=== Exercise objective ===
A verbatim copy of all the data is required; the pictures should not appear in it.

■ ■ ■

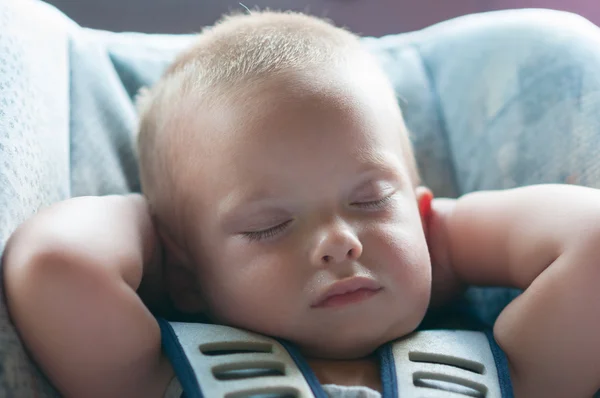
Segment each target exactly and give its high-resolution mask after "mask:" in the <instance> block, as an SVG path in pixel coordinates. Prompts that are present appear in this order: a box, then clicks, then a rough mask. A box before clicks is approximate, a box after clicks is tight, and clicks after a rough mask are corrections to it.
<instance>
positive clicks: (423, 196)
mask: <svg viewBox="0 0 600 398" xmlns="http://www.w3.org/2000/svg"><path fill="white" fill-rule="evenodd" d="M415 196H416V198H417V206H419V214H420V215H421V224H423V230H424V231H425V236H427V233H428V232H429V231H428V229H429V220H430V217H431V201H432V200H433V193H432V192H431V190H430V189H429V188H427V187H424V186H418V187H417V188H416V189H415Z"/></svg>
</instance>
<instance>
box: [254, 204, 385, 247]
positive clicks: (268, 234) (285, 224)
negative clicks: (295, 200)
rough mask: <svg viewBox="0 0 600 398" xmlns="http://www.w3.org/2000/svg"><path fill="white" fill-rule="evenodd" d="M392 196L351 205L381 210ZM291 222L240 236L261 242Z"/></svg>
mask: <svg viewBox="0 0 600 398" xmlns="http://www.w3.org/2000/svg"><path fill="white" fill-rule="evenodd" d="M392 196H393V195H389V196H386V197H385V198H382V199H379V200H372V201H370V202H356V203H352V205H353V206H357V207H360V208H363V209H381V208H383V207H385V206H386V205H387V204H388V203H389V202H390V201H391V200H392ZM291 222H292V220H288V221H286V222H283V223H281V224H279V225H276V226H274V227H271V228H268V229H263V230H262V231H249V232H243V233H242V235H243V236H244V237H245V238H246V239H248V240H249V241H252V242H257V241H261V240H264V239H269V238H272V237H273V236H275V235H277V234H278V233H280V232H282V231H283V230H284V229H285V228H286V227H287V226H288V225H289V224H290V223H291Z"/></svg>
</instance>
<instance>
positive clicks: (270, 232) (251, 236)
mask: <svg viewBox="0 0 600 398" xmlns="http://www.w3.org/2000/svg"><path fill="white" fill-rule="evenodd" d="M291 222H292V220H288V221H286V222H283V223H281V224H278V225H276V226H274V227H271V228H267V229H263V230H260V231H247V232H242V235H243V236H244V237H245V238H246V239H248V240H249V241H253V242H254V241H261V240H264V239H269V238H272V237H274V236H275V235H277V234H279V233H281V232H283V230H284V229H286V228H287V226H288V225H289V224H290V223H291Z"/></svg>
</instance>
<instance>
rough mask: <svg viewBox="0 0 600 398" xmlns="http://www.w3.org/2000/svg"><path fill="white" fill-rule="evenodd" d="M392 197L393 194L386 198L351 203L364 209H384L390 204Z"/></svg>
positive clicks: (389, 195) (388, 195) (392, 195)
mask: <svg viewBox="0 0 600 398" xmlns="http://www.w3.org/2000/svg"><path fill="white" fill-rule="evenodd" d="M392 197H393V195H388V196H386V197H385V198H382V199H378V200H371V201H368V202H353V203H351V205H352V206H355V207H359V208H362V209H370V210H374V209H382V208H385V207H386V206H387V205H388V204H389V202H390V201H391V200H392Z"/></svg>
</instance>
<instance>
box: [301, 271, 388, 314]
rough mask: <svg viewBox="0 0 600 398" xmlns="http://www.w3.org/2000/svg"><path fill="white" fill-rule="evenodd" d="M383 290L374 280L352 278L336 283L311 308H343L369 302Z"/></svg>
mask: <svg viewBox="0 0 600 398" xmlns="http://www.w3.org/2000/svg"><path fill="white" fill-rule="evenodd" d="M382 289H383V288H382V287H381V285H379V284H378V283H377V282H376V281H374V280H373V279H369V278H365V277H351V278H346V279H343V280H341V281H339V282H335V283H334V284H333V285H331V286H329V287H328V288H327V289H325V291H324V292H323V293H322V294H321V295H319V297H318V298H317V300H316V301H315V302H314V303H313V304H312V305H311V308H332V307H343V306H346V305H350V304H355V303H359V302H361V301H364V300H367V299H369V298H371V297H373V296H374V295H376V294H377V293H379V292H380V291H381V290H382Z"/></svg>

■ ■ ■

=== Result of the task ===
Segment each target exactly and give its high-resolution mask after "mask:" in the <instance> block, as an SVG path in pixel coordinates. Prompts that are present appear in this order: a box, then clicks, then a rough mask. A box before clicks is approximate, a box after clicks is tight, and clicks after a rough mask are corrections to it.
<instance>
positive clicks: (423, 196)
mask: <svg viewBox="0 0 600 398" xmlns="http://www.w3.org/2000/svg"><path fill="white" fill-rule="evenodd" d="M415 196H416V198H417V206H419V214H420V215H421V224H423V230H424V231H425V236H427V233H428V232H429V231H428V229H429V220H430V217H431V201H432V200H433V193H432V192H431V190H430V189H429V188H427V187H424V186H418V187H417V188H416V189H415Z"/></svg>
</instance>
<instance>
box: [254, 204, 385, 247]
positive clicks: (268, 234) (285, 224)
negative clicks: (295, 200)
rough mask: <svg viewBox="0 0 600 398" xmlns="http://www.w3.org/2000/svg"><path fill="white" fill-rule="evenodd" d="M392 196L351 205L381 210ZM291 222L240 236L261 242Z"/></svg>
mask: <svg viewBox="0 0 600 398" xmlns="http://www.w3.org/2000/svg"><path fill="white" fill-rule="evenodd" d="M392 196H393V195H389V196H386V197H385V198H382V199H379V200H372V201H370V202H356V203H352V205H353V206H357V207H360V208H363V209H381V208H383V207H385V206H386V205H387V204H388V203H389V202H390V201H391V200H392ZM291 222H292V220H288V221H286V222H283V223H281V224H279V225H276V226H274V227H271V228H268V229H263V230H262V231H249V232H243V233H242V235H243V236H244V237H245V238H246V239H248V240H249V241H252V242H257V241H261V240H264V239H269V238H272V237H273V236H275V235H277V234H278V233H280V232H282V231H283V230H284V229H285V228H286V227H287V226H288V225H289V224H290V223H291Z"/></svg>
</instance>
<instance>
positive clicks: (270, 232) (251, 236)
mask: <svg viewBox="0 0 600 398" xmlns="http://www.w3.org/2000/svg"><path fill="white" fill-rule="evenodd" d="M291 222H292V220H288V221H286V222H283V223H281V224H278V225H276V226H274V227H271V228H267V229H263V230H260V231H247V232H242V235H243V236H244V237H245V238H246V239H248V240H249V241H253V242H254V241H261V240H264V239H269V238H272V237H274V236H275V235H277V234H279V233H281V232H283V230H284V229H286V228H287V226H288V225H289V224H290V223H291Z"/></svg>
</instance>
<instance>
rough mask: <svg viewBox="0 0 600 398" xmlns="http://www.w3.org/2000/svg"><path fill="white" fill-rule="evenodd" d="M392 197L393 194L386 198L351 203L364 209H384L390 204Z"/></svg>
positive clicks: (389, 195) (388, 195) (392, 195)
mask: <svg viewBox="0 0 600 398" xmlns="http://www.w3.org/2000/svg"><path fill="white" fill-rule="evenodd" d="M392 197H393V195H388V196H386V197H385V198H382V199H378V200H371V201H368V202H353V203H351V205H352V206H355V207H359V208H362V209H370V210H374V209H382V208H385V207H386V206H387V205H388V204H389V202H390V201H391V200H392Z"/></svg>
</instance>
<instance>
box: [301, 271, 388, 314]
rough mask: <svg viewBox="0 0 600 398" xmlns="http://www.w3.org/2000/svg"><path fill="white" fill-rule="evenodd" d="M383 290L374 280L352 278L336 283L311 308H343L369 302Z"/></svg>
mask: <svg viewBox="0 0 600 398" xmlns="http://www.w3.org/2000/svg"><path fill="white" fill-rule="evenodd" d="M382 289H383V288H382V287H381V285H379V284H378V283H377V282H376V281H374V280H373V279H369V278H365V277H351V278H346V279H343V280H341V281H339V282H335V283H334V284H333V285H331V286H329V287H328V288H327V289H325V291H324V292H323V293H322V294H321V295H319V297H318V298H317V300H316V301H315V302H314V303H313V304H312V305H311V308H332V307H343V306H346V305H350V304H355V303H359V302H361V301H364V300H367V299H369V298H371V297H373V296H374V295H376V294H377V293H379V292H380V291H381V290H382Z"/></svg>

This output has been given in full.